In Duo with a Swallow: Our Convent’s Choir on Their Tour across the UK

“I serve in our Convent’s sisterhood and I have been singing in the sisters’ choir for about a year,” says Alexandra. – Both religious and secular people often wonder how this can be possible: nuns and sisters of mercy travel around Europe and give concerts. And we are answering: our performances are not just tourism, but preaching, prayer and support for the charitable projects of St. Elisabeth Convent.

The concert program consists of two sections: liturgical chants and spiritual poems. The text of each work praises God, directly or indirectly. And though we sing in Church Slavonic, Russian, Belarusian and Ukrainian, the English-speaking audience understands everything, because music is a language that does not require translation.

For example, after one of our concerts in London a guy came up to me – an Englishman who was interested in surfing and who had nothing to do with the Church. He came up with tears in his eyes and said: “Thank you, I have never been so close to God.” It is very important to receive such feedbacks, and not because we need praises, but because the Lord shows us by this that all our efforts are not in vain. We are an instrument in His hands, and the world needs such a form of preaching as well.

**Work task 1**.
Answer these questions using the text on the convent choir.
(a) For about how long has Alexandra been singing in the sisters' choir?
(b) In which languages does the choir sing?
(c) In which city did the man who was interested in surfing come up after a concert?
**Work task 2**.
Quote the text on the convent choir from "The concert program" up to and including "not require translation.".

**Given information**.
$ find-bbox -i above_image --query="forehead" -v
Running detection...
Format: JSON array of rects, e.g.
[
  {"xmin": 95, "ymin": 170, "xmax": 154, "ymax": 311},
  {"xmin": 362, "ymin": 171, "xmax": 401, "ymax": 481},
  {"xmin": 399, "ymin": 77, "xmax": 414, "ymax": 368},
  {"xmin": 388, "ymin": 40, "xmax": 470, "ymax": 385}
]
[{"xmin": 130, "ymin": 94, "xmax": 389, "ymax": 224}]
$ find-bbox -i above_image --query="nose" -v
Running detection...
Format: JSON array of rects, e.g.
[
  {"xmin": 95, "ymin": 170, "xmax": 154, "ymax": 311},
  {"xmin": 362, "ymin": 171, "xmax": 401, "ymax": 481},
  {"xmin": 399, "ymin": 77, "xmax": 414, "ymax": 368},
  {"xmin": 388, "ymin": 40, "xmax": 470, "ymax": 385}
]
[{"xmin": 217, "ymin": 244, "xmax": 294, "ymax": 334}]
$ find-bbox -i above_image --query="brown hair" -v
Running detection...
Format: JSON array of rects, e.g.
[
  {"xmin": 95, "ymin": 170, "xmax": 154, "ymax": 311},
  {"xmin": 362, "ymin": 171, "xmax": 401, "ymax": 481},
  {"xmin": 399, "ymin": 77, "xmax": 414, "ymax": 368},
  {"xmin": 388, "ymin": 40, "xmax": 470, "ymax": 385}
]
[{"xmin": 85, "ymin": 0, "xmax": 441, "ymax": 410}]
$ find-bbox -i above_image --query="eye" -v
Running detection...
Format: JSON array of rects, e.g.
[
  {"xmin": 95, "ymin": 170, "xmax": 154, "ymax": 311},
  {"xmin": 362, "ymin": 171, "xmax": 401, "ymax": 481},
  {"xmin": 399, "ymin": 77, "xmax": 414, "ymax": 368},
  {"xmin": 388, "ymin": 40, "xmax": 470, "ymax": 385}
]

**Expected output 1**.
(a) About a year.
(b) Church Slavonic, Russian, Belarusian and Ukrainian.
(c) London.

**Expected output 2**.
The concert program consists of two sections: liturgical chants and spiritual poems. The text of each work praises God, directly or indirectly. And though we sing in Church Slavonic, Russian, Belarusian and Ukrainian, the English-speaking audience understands everything, because music is a language that does not require translation.